**Records**.

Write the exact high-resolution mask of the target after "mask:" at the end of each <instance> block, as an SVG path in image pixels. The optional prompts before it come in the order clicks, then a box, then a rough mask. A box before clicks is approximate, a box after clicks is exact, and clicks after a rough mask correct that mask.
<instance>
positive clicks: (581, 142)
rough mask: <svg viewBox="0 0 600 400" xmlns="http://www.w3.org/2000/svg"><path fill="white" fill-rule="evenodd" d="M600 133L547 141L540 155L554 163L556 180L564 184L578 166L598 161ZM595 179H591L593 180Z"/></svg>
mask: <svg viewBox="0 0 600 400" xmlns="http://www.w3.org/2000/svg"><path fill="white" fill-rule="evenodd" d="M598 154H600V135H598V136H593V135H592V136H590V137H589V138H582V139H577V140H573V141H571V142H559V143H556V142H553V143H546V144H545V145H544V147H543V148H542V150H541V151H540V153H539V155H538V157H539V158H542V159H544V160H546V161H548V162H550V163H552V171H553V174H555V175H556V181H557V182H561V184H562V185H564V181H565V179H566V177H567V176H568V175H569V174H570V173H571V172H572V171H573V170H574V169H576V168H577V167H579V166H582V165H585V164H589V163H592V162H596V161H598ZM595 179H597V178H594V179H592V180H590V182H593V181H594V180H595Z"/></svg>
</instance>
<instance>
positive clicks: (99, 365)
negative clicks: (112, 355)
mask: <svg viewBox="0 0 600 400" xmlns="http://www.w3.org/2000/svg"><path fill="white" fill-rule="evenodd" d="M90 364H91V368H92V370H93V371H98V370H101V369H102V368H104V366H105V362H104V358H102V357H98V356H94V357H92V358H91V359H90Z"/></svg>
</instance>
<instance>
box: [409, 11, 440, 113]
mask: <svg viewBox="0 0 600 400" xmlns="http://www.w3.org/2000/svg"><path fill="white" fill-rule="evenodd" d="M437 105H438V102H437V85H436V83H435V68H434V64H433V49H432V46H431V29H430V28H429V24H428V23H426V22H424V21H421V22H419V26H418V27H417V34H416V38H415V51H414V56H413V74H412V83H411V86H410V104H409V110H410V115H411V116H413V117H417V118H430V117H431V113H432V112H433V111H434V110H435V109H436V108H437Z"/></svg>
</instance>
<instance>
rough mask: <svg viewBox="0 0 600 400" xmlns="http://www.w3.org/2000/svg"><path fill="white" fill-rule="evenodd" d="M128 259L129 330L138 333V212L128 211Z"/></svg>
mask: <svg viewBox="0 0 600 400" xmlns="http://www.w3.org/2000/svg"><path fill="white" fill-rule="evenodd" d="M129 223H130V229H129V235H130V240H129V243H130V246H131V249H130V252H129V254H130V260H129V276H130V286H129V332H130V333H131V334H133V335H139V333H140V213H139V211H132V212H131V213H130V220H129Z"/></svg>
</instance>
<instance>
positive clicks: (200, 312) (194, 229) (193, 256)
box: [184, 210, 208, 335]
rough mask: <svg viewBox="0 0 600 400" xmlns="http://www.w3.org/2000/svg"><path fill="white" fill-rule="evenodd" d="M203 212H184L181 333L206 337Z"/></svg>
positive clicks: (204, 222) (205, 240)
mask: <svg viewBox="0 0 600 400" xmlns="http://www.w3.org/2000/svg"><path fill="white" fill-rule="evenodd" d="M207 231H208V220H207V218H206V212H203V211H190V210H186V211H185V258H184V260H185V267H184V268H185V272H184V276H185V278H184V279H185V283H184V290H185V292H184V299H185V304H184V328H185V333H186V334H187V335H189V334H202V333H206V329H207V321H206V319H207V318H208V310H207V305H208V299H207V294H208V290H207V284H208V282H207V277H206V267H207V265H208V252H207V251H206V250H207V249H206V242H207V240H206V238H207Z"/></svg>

**Work instructions**.
Exactly as they stand, repeat all the records.

**Answer to this task**.
Write the exact high-resolution mask of the target after "mask:" at the end of each <instance> block, as an SVG path in image pixels. The optional prompts before it come in the order clicks, then a box, then a rough mask. A box before clicks is approximate, a box after clicks is exact, and clicks after a rough mask correct that mask.
<instance>
positive clicks: (581, 142)
rough mask: <svg viewBox="0 0 600 400" xmlns="http://www.w3.org/2000/svg"><path fill="white" fill-rule="evenodd" d="M600 133L547 141L540 155L554 163L556 180L564 184L578 166L598 161ZM595 179H591L593 180Z"/></svg>
mask: <svg viewBox="0 0 600 400" xmlns="http://www.w3.org/2000/svg"><path fill="white" fill-rule="evenodd" d="M598 154H600V135H598V136H593V135H592V136H590V137H589V138H582V139H577V140H573V141H571V142H559V143H556V142H553V143H546V144H545V145H544V147H543V148H542V150H541V151H540V153H539V155H538V157H539V158H542V159H544V160H546V161H548V162H550V163H552V171H553V174H555V175H556V181H557V182H561V184H562V185H564V181H565V179H566V177H567V176H568V175H569V174H570V173H571V172H572V171H573V170H574V169H576V168H577V167H579V166H582V165H585V164H589V163H592V162H596V161H598ZM595 179H597V178H594V179H592V180H590V182H593V181H594V180H595Z"/></svg>
</instance>
<instance>
positive clicks: (99, 365)
negative clicks: (112, 355)
mask: <svg viewBox="0 0 600 400" xmlns="http://www.w3.org/2000/svg"><path fill="white" fill-rule="evenodd" d="M90 364H91V368H92V370H93V371H98V370H101V369H102V368H104V366H105V362H104V358H102V357H98V356H94V357H92V358H91V359H90Z"/></svg>
</instance>
<instance>
box: [409, 11, 440, 113]
mask: <svg viewBox="0 0 600 400" xmlns="http://www.w3.org/2000/svg"><path fill="white" fill-rule="evenodd" d="M437 105H438V102H437V85H436V83H435V68H434V64H433V49H432V46H431V29H430V28H429V24H428V23H426V22H424V21H421V22H419V26H418V27H417V34H416V38H415V51H414V56H413V74H412V83H411V86H410V104H409V110H410V115H411V116H413V117H417V118H430V117H431V113H432V112H433V111H434V110H435V109H436V108H437Z"/></svg>
</instance>
<instance>
rough mask: <svg viewBox="0 0 600 400" xmlns="http://www.w3.org/2000/svg"><path fill="white" fill-rule="evenodd" d="M128 259L129 330L138 333V212L128 211Z"/></svg>
mask: <svg viewBox="0 0 600 400" xmlns="http://www.w3.org/2000/svg"><path fill="white" fill-rule="evenodd" d="M129 223H130V229H129V235H130V240H129V243H130V246H131V249H130V252H129V254H130V260H129V276H130V286H129V332H130V333H131V334H133V335H139V333H140V213H139V211H132V212H131V213H130V220H129Z"/></svg>
</instance>
<instance>
positive clicks: (200, 312) (194, 229) (193, 256)
box: [184, 210, 208, 335]
rough mask: <svg viewBox="0 0 600 400" xmlns="http://www.w3.org/2000/svg"><path fill="white" fill-rule="evenodd" d="M203 212H184L181 333L206 337Z"/></svg>
positive clicks: (204, 222) (205, 240)
mask: <svg viewBox="0 0 600 400" xmlns="http://www.w3.org/2000/svg"><path fill="white" fill-rule="evenodd" d="M207 231H208V220H207V218H206V212H203V211H190V210H186V211H185V258H184V260H185V267H184V268H185V272H184V276H185V278H184V279H185V283H184V290H185V292H184V299H185V304H184V328H185V333H186V334H187V335H189V334H202V333H206V329H207V321H206V319H207V318H208V310H207V305H208V299H207V294H208V290H207V284H208V282H207V277H206V267H207V265H208V252H207V251H206V250H207V249H206V242H207V240H206V238H207Z"/></svg>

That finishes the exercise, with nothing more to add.